◆ GIVEN INSTRUCTION
Reproduce the access control policy below word for word, from its opening line to its last.

## start SOURCE DOCUMENT

Our Architecture: Beekeeper Studio is a desktop database client. This policy covers access to our cloud services (AWS, GitHub, Heroku, support systems). See Data Flow Diagram.
Key Principles:
- Least privilege (minimum access needed)
- MFA on all production systems (100% compliance)
- Quarterly access reviews
- Immediate revocation upon termination
Scope
Applies to:
- All team members (employees and contractors)
- Cloud production systems (Heroku, App/Admin, GitHub)
- Administrative accounts and privileged access
- API keys and service accounts
-
Does NOT apply to: Customer database access (we don’t access these)
1. Access Management Principles
1.1 Least Privilege
Definition: Users granted minimum access necessary to perform job duties.
Implementation:
- Default to no access, grant only when justified
- Role-based access control (RBAC) over individual permissions whenever possible
- Time-limited access for temporary needs
- Separate accounts for administrative vs. regular tasks
Examples:
- Developers have read access to production, write access to staging
- Customer support has read-only access to customer data
- Database administrators have full access to databases
- Marketing team has no access to production systems
1.2 Separation of Duties
Definition: No single person has complete control over critical processes.
Implementation:
- Code review required before production deployment
- Separate approvers for financial transactions
- Multi-person approval for security-sensitive changes
- Audit trail for all privileged actions
Examples:
- Developer cannot deploy their own code to production
- Person requesting payment cannot approve payment
- Security configuration changes require peer review
1.3 Need-to-Know Basis
Definition: Access granted only to data and systems required for job function.

## end SOURCE DOCUMENT
## start RAW DATA

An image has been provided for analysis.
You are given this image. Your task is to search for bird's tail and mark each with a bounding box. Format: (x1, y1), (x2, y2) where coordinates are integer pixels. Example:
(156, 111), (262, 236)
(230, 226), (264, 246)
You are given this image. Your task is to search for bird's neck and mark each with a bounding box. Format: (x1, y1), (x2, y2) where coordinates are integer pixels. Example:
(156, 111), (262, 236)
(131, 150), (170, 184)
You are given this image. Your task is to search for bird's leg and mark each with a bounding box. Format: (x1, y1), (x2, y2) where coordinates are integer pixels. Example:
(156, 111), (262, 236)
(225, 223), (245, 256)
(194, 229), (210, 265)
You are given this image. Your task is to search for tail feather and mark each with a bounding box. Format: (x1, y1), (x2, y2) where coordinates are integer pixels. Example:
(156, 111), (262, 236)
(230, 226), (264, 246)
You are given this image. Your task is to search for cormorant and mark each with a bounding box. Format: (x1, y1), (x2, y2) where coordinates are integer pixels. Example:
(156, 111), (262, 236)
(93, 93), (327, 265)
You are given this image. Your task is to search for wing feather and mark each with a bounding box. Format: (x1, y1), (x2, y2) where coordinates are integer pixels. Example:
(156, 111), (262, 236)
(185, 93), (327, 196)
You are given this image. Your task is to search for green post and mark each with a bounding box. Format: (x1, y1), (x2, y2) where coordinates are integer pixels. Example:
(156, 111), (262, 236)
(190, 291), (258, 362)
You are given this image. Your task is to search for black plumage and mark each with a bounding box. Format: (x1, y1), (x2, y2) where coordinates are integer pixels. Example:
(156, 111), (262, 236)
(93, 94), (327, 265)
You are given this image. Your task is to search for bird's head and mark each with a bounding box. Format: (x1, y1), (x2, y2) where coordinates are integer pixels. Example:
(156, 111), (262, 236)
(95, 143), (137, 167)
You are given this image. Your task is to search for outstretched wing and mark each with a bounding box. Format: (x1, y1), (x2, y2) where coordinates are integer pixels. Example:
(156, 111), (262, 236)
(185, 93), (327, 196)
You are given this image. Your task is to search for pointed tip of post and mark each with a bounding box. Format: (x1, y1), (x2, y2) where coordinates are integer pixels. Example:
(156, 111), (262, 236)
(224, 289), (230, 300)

## end RAW DATA
## start RAW DATA

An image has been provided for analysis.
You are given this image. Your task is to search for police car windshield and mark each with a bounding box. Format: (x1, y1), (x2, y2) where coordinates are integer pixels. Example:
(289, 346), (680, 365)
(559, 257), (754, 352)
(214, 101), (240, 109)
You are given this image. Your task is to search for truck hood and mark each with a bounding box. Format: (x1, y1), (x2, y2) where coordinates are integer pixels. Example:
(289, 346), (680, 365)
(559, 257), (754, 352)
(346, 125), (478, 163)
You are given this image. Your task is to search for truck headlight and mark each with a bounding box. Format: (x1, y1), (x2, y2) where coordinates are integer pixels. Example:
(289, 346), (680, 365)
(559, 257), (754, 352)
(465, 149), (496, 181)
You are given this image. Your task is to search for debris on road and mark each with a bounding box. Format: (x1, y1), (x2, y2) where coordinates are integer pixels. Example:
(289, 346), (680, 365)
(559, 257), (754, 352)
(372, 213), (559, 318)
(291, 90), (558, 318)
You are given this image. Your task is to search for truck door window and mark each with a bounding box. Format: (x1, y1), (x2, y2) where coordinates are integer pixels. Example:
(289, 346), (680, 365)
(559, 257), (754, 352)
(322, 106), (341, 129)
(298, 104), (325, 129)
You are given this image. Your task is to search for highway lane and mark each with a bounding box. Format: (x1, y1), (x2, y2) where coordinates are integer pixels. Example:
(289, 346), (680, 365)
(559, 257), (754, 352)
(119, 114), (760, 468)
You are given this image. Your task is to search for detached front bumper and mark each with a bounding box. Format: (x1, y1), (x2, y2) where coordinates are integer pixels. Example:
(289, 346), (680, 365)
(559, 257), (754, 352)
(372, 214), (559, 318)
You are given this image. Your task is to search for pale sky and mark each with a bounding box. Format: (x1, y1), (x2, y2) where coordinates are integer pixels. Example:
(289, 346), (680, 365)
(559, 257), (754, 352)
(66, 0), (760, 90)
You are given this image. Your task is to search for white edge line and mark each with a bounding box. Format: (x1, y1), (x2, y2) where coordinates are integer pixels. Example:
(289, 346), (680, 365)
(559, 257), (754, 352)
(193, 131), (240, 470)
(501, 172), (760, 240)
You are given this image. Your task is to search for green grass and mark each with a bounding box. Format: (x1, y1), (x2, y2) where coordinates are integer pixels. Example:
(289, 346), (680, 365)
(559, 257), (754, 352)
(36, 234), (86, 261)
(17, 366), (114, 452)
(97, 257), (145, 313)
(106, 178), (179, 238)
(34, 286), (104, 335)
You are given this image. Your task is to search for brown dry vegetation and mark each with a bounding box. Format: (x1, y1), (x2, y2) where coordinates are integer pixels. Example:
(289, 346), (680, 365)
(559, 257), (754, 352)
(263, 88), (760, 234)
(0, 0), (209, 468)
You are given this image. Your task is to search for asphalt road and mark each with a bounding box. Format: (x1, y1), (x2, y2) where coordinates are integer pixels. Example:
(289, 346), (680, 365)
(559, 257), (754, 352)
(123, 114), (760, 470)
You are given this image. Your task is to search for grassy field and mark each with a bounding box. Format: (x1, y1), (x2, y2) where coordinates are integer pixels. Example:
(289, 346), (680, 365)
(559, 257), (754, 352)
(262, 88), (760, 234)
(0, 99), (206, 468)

## end RAW DATA
## start RAW DATA

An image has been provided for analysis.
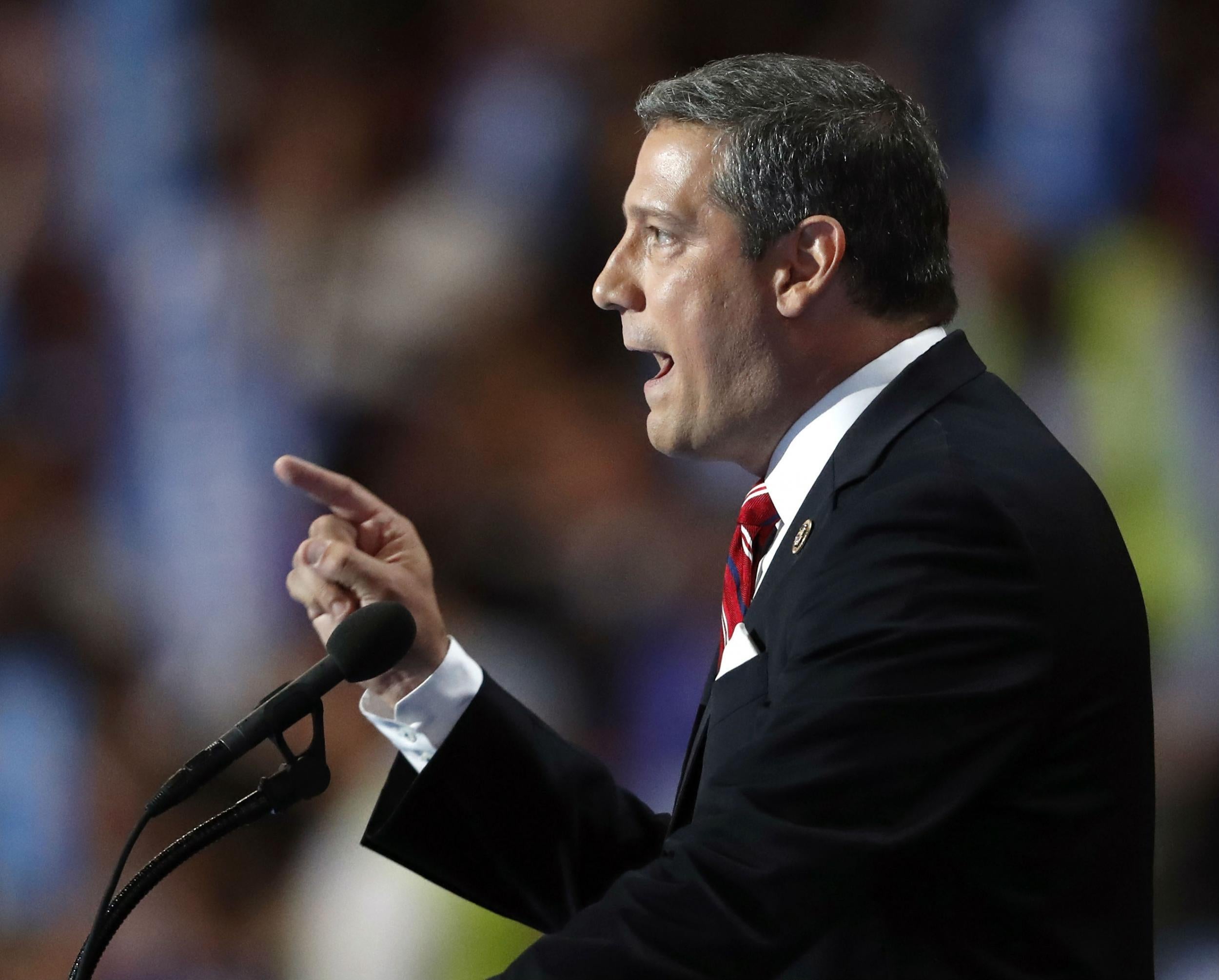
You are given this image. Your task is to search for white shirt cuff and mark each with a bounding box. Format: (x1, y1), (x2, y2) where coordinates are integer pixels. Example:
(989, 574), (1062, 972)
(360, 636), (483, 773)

## end RAW DATA

◆ ANSWER
Our Architecture: Beekeeper Studio is a desktop database client. This policy covers access to our cloud services (AWS, GitHub, Heroku, support systems). See Data Flow Diagram.
Key Principles:
- Least privilege (minimum access needed)
- MFA on all production systems (100% compliance)
- Quarterly access reviews
- Immediate revocation upon termination
Scope
Applies to:
- All team members (employees and contractors)
- Cloud production systems (Heroku, App/Admin, GitHub)
- Administrative accounts and privileged access
- API keys and service accounts
-
Does NOT apply to: Customer database access (we don’t access these)
1. Access Management Principles
1.1 Least Privilege
Definition: Users granted minimum access necessary to perform job duties.
Implementation:
- Default to no access, grant only when justified
- Role-based access control (RBAC) over individual permissions whenever possible
- Time-limited access for temporary needs
- Separate accounts for administrative vs. regular tasks
Examples:
- Developers have read access to production, write access to staging
- Customer support has read-only access to customer data
- Database administrators have full access to databases
- Marketing team has no access to production systems
1.2 Separation of Duties
Definition: No single person has complete control over critical processes.
Implementation:
- Code review required before production deployment
- Separate approvers for financial transactions
- Multi-person approval for security-sensitive changes
- Audit trail for all privileged actions
Examples:
- Developer cannot deploy their own code to production
- Person requesting payment cannot approve payment
- Security configuration changes require peer review
1.3 Need-to-Know Basis
Definition: Access granted only to data and systems required for job function.